Woman Seeks Advice After Her Husband Threatens A Divorce Because She Doesn’t Like Mustard

An important part of being in a relationship is accepting each other for your differences. You both won’t always love the exact same things, and to be honest, it would probably be boring if you both only liked the same stuff.

Things like food, music, and TV/movies can be a point of contention for some couples, but if you don’t hash those differences out by the time you’re married, you’re bound to have bigger problems.

A woman has turned to Reddit for advice after her husband of two years threatened her because she doesn’t like mustard. Yes, the condiment.

Heinz yellow mustard bottle
Photo by Pedro Durigan on Unsplash

Here’s What She Said:

My husband cannot accept I don’t like mustard. Things came to a head yesterday.

OP Explains:

We’ve been married for two years, dating five. We are both 34 – I’m a woman, and he’s a man if it matters. I’m not a picky eater. In fact, I’m quite adventurous, and every time I’ve traveled I’ve always made it a point to try dishes with unusual/uncommon ingredients to say I’ve tried them. There are very few foods I won’t eat. One of them is mustard (the condiment).

For context, she explains why she doesn’t like mustard.

I don’t like it. I just don’t. The taste is very strong and overpowering and it’s an unpleasant taste. I’ve tried yellow, stone ground, honey, artisan, brown, spicy, you name it. I have tried them all. And I just don’t like them.

My husband for some reason never understood this. He loves mustard, especially honey mustard. He puts it on all his sandwiches and dips his fries in it.

Her husband is always trying to force her to try it even though he knows she hates it.

#### Entries shown:
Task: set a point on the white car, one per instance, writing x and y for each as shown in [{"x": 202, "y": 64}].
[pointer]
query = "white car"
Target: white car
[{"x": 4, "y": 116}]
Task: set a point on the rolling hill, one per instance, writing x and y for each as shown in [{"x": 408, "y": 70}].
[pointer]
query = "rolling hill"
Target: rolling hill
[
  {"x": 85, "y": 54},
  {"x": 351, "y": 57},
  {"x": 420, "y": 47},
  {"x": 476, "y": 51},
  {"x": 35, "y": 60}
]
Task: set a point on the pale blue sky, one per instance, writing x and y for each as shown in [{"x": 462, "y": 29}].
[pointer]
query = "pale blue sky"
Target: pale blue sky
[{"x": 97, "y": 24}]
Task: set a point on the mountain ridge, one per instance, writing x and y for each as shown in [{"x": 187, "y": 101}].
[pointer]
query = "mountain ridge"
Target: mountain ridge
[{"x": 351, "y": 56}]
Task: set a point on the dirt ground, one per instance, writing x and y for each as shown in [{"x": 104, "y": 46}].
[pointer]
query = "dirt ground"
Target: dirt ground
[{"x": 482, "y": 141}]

#### Problems to solve:
A) Decide whether each statement agrees with the mustard article, answering yes or no and quoting the words that settle it: (i) The couple has been married for five years. (ii) She has tried honey mustard. (iii) Her husband dips his fries in mustard.
B) According to the mustard article, how old are the woman and her husband?
C) Reproduce the passage of the mustard article starting at "Things like food, music, and" and ending at "Yes, the condiment.".
The records are separate material and have nothing to do with the mustard article.

#### Responses for each task:
A)
(i) No: "We’ve been married for two years, dating five."
(ii) Yes: "I’ve tried yellow, stone ground, honey, artisan, brown, spicy, you name it."
(iii) Yes: "He puts it on all his sandwiches and dips his fries in it."

B) They are both 34.

C)
Things like food, music, and TV/movies can be a point of contention for some couples, but if you don’t hash those differences out by the time you’re married, you’re bound to have bigger problems.

A woman has turned to Reddit for advice after her husband of two years threatened her because she doesn’t like mustard. Yes, the condiment.